Your objective: Can you copy the records below word for word, starting with their very first line and going on through the line that contains "[(256, 287), (139, 204), (332, 163)]", including that line?

Record extracts:
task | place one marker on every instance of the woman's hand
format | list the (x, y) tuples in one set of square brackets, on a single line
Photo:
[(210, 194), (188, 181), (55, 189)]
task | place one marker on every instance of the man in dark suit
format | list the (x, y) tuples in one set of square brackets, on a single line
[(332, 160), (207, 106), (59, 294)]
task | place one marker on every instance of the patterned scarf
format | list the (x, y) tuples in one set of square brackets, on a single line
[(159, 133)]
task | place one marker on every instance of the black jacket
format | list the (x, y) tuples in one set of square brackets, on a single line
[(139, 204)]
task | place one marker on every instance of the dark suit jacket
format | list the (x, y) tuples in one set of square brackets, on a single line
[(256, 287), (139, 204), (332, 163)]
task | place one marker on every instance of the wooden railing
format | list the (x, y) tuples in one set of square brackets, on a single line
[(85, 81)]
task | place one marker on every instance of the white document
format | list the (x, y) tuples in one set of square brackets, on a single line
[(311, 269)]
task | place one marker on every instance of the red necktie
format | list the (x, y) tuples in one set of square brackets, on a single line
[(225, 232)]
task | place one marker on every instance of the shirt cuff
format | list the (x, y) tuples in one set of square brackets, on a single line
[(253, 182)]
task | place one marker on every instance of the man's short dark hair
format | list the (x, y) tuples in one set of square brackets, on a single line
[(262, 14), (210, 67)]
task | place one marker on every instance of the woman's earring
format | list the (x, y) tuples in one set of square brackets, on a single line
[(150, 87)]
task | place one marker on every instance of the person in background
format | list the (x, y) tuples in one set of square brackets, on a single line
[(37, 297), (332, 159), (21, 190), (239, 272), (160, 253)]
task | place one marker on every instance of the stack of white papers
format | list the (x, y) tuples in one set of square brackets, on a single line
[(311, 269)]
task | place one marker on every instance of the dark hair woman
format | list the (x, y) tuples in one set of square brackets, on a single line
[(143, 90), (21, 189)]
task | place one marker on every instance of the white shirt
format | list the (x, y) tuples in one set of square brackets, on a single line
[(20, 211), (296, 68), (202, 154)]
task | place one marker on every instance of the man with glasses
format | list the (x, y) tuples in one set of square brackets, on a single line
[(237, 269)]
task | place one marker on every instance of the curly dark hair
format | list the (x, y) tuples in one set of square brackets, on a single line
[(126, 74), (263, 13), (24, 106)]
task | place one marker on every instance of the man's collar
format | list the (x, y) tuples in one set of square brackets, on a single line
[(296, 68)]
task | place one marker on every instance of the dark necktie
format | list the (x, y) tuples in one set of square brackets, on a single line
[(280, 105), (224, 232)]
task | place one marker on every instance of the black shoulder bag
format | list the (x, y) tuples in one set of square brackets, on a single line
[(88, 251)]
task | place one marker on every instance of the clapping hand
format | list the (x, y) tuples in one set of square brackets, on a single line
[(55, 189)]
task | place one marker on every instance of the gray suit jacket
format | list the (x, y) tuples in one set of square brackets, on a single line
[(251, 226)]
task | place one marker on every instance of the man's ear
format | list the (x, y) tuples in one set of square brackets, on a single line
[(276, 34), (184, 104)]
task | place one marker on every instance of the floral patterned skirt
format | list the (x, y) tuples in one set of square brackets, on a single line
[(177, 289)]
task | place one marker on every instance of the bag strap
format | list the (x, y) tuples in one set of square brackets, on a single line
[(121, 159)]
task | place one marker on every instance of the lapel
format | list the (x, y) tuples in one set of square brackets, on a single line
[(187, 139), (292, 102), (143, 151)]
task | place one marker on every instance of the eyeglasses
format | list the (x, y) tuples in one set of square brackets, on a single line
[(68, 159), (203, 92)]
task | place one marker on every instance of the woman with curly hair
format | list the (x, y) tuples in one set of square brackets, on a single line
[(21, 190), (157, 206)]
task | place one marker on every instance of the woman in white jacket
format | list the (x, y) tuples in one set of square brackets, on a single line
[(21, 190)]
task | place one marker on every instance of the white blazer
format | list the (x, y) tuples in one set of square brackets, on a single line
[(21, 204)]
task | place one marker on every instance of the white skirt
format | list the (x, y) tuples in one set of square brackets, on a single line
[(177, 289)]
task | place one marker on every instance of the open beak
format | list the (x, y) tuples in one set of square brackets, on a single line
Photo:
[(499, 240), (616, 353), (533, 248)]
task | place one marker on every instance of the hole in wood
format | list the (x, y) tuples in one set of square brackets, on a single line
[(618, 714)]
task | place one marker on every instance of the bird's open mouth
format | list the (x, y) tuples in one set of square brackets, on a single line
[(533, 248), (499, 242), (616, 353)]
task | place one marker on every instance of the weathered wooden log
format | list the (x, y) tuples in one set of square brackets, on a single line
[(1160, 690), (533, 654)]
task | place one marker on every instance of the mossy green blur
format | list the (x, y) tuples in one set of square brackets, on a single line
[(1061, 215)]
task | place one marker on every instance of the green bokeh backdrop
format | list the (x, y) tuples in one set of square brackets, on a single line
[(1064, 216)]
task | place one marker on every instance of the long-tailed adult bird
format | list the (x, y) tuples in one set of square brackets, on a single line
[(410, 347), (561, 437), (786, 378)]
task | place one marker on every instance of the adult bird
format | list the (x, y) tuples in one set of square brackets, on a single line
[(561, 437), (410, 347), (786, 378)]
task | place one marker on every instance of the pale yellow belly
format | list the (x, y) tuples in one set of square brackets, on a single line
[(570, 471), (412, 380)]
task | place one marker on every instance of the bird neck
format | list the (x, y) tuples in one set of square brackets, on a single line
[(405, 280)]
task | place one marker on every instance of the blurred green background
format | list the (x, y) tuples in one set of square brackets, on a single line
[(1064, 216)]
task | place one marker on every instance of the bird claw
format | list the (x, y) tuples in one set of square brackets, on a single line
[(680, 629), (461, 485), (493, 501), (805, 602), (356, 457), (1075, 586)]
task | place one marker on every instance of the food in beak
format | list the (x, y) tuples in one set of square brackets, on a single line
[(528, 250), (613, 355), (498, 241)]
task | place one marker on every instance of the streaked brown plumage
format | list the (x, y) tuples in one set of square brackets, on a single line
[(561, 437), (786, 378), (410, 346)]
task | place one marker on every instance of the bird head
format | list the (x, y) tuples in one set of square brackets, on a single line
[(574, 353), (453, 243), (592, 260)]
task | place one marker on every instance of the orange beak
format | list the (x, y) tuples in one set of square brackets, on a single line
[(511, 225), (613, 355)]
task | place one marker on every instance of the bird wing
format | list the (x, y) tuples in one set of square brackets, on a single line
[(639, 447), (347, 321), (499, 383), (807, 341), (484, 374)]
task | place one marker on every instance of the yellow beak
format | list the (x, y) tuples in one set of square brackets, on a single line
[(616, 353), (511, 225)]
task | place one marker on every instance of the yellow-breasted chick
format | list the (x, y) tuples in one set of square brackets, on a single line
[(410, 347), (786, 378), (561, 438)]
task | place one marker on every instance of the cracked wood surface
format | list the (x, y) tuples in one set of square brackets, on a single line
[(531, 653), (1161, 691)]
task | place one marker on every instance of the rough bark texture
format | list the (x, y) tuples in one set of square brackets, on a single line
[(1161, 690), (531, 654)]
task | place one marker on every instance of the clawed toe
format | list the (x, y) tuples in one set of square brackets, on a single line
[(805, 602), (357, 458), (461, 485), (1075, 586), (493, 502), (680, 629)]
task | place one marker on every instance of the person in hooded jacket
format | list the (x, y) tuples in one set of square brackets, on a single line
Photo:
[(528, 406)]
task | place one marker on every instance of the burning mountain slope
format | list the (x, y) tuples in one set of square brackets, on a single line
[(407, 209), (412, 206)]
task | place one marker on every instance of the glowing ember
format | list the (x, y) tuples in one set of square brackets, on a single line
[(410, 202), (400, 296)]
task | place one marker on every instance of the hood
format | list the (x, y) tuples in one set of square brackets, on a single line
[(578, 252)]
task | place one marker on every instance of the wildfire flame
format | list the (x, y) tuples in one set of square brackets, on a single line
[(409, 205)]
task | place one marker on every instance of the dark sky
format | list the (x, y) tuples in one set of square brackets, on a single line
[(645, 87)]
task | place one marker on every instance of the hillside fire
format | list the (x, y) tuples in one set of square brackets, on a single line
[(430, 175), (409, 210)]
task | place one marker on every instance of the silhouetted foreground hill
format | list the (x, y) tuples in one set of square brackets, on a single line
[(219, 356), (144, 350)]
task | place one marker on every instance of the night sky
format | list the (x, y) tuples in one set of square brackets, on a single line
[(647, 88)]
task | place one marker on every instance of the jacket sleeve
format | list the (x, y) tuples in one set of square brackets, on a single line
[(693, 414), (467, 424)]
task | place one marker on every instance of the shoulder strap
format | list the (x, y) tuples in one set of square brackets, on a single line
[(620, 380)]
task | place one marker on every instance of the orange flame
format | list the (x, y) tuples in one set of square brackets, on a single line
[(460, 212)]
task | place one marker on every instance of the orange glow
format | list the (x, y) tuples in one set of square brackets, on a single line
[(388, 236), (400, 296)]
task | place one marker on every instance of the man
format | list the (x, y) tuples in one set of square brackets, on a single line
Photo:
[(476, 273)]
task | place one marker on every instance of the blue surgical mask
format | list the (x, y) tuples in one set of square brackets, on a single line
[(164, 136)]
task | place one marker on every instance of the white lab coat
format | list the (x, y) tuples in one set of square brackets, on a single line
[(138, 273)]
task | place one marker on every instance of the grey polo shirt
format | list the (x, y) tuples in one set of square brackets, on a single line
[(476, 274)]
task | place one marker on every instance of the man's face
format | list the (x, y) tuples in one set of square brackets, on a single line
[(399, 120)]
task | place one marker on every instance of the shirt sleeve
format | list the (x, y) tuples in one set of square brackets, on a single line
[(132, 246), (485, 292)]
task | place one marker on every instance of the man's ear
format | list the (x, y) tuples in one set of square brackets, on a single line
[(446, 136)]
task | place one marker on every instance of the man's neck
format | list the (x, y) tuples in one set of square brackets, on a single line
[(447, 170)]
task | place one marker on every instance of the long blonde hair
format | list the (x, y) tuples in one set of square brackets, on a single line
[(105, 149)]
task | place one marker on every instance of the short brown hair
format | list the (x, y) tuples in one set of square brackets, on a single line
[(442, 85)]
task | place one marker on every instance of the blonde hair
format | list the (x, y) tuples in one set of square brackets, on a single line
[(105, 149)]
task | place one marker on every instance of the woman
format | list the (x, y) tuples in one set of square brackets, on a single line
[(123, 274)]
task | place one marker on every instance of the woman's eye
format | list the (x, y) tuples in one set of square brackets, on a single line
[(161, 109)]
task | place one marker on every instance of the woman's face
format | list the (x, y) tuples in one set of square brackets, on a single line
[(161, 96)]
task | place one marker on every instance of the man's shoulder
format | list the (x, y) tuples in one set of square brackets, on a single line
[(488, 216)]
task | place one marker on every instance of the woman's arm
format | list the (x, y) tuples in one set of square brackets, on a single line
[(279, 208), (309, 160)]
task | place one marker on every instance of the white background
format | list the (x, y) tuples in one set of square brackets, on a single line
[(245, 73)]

The output:
task | place one marker on every instance of the woman's hand
format | list the (x, y) tuples in one set of square brackets, on a single line
Photo:
[(210, 194), (188, 181), (55, 189)]
task | place one marker on every instance of the man in dark suit
format | list the (x, y) tuples in one set of square brackets, on a single line
[(332, 160), (207, 106), (59, 294)]
task | place one marker on every instance of the patterned scarf
format | list the (x, y) tuples in one set of square brackets, on a single line
[(159, 133)]
task | place one marker on every instance of the black jacket
format | list the (x, y) tuples in one set of square brackets, on a single line
[(139, 204)]
task | place one marker on every instance of the dark suit jacket
format | list the (x, y) tuples in one set of square brackets, on a single line
[(256, 287), (139, 204), (332, 163)]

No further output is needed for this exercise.